● **Requests**
**A)** Duplicate the passage in the Bath bombing review starting with "Schechter does make" and going on through "in Bath, Michigan.".
**B)** In the entries, write out again every line starting with the line with "Put a marker on every instance of the turquoise" and going on through the end of the entries, with "integer pairs" changed to "whole-number pairs" and nothing else altered. Give only those lines.

● **Reading text**
And he did not try to cover his tracks. As the chaos after the bombing was at its height, with rescuers and victims scattering across the school grounds, Kehoe drove back in his truck, which he had wired to explode and spread shrapnel into the crowd. When Emory Huyck rushed out to confront him, Kehoe detonated his truck bomb, killing himself, Huyck, and several others in the vicinity. Ultimately 44 people died and 58 were injured.
Hence the paradox. You have to be crazy to do something like that, but you have to be rational and calculating. All evidence suggests that Kehoe knew he was committing murder out of hatred; he wasn't a killer impelled by the idea that he was saving the world or the souls of his victims. There were no voices in his head. This really was somebody attacking his school.
Schechter tells the story of Kehoe's background and the path to the bombing very well. But as with his book Killer Colt (2010), I sense that there isn't quite enough material, even given the extraordinary scale of the event, to produce a full-length book on Bath and Kehoe. Schechter dwells at length on things like a sermon preached after the massacre, which seems to me a fairly standard if heartfelt item of rhetoric. He retells the story of murderer Ruth Snyder at some length, and at even greater length, the story of how Lindbergh crossed the Atlantic: always a great story, but one of the most frequently retold in American nonfiction. (Lindbergh is associated with Bath, or rather with the relative obscurity of Kehoe's crime, because the Spirit of St. Louis drove the Bath bombing off the front pages immediately and forever.)
Schechter does make the convincing argument that Bath, though less-known that some other tabloid crimes of its era, became a prototype for an unnervingly American scene: the wanton destruction of a school and its children's lives. The fear that wells up whenever we hear of someone at a school with a gun has its origins 94 years ago in Bath, Michigan.
Schechter, Harold. Maniac: The Bath School disaster and the birth of the modern mass killer. New York: Little A, 2021.

● **Supplied records**
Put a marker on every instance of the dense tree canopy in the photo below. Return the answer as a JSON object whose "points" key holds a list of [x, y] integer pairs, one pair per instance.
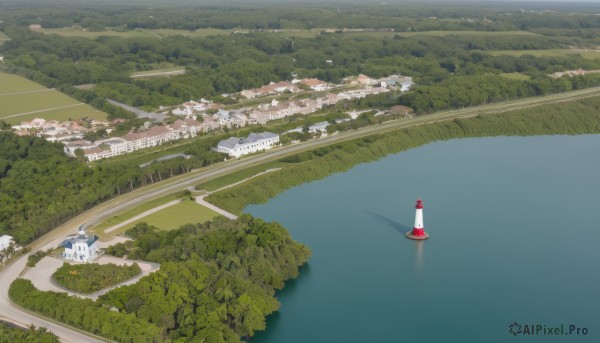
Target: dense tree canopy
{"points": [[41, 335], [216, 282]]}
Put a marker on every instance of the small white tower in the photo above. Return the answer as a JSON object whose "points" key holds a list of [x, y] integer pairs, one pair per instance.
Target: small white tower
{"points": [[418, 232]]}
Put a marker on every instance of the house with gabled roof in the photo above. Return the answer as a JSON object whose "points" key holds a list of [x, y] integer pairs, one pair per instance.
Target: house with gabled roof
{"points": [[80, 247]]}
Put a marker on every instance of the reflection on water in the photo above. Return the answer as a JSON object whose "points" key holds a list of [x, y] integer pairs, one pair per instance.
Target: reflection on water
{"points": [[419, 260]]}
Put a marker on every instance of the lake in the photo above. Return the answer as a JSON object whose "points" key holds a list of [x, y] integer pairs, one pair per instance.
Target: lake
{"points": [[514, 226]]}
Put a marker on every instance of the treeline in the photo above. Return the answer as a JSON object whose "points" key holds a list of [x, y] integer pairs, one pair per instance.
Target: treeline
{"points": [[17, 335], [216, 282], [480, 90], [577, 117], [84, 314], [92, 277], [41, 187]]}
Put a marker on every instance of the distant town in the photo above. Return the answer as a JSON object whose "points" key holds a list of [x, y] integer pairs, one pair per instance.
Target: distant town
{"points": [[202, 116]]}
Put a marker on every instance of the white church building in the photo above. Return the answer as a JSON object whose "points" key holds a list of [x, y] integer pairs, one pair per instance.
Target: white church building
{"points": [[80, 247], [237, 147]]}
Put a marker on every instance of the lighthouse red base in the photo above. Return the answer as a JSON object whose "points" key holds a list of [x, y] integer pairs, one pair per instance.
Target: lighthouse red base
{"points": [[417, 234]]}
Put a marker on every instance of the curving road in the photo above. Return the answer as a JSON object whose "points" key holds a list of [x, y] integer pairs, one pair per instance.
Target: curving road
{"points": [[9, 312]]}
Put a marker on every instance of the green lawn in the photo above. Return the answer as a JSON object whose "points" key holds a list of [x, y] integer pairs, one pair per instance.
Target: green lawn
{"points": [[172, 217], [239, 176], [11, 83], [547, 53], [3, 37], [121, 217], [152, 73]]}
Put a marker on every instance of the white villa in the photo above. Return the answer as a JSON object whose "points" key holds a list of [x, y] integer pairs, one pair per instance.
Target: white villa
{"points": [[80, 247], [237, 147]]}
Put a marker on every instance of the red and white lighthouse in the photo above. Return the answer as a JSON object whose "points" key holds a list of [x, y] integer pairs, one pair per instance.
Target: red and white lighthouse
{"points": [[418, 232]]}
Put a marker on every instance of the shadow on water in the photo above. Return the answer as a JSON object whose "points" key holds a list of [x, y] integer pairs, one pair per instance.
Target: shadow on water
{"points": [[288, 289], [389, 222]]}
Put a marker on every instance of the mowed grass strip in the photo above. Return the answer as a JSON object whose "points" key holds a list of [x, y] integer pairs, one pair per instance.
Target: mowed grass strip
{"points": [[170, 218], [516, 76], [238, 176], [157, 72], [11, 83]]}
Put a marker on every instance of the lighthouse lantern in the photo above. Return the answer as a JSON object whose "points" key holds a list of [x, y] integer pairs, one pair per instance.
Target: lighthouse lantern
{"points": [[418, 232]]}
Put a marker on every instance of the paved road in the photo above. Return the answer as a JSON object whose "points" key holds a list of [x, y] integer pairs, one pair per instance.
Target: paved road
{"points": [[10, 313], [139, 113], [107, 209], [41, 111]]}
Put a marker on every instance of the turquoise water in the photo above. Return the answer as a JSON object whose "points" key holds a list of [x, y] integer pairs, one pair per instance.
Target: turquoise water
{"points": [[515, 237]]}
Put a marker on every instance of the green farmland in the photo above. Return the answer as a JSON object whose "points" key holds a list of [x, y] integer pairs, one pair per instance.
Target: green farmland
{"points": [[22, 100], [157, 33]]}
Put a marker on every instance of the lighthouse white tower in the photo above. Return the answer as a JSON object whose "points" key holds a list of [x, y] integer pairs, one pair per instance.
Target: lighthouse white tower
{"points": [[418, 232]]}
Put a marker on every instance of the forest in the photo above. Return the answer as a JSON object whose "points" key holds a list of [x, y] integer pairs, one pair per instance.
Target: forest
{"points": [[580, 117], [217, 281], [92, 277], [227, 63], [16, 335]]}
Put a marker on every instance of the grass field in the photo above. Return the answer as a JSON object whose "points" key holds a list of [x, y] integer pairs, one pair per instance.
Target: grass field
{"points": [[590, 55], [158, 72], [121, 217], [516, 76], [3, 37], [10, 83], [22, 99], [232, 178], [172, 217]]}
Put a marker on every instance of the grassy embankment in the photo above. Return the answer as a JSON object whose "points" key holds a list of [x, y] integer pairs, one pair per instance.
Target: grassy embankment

● **Expected results**
**A)**
Schechter does make the convincing argument that Bath, though less-known that some other tabloid crimes of its era, became a prototype for an unnervingly American scene: the wanton destruction of a school and its children's lives. The fear that wells up whenever we hear of someone at a school with a gun has its origins 94 years ago in Bath, Michigan.

**B)**
Put a marker on every instance of the turquoise water in the photo above. Return the answer as a JSON object whose "points" key holds a list of [x, y] whole-number pairs, one pair per instance.
Target: turquoise water
{"points": [[515, 237]]}
Put a marker on every instance of the green farmland in the photo above. Return the answer as a JSON object whose "points" key holds a list of [x, y] whole-number pairs, one pair per instance.
Target: green farmland
{"points": [[22, 100], [157, 33]]}
Put a marker on every instance of the lighthouse white tower in the photo above. Return the answer as a JSON object whose "points" key holds a list of [x, y] whole-number pairs, one pair per instance.
Target: lighthouse white tower
{"points": [[418, 232]]}
Put a marker on every instance of the forest in the photo above. Return the answer as a JSON object whose "points" key holds a list of [x, y] whole-number pairs, one pair per instance.
Target: forest
{"points": [[580, 117], [217, 281], [92, 277], [227, 63], [16, 335]]}
Put a marker on every instance of the grass field in the photo above. Return the answer as a JSON object whose "points" key holds a list of [x, y] whole-number pairs, one pair per instance.
Target: grass field
{"points": [[590, 55], [158, 72], [121, 217], [516, 76], [3, 37], [10, 83], [22, 99], [232, 178], [172, 217]]}
Put a marker on every instance of the grassy embankment in the photo above. Return the answer as a JSON object whose "points" key holds a list of [x, y] whole-number pairs, one pair per instance.
Target: grassy embankment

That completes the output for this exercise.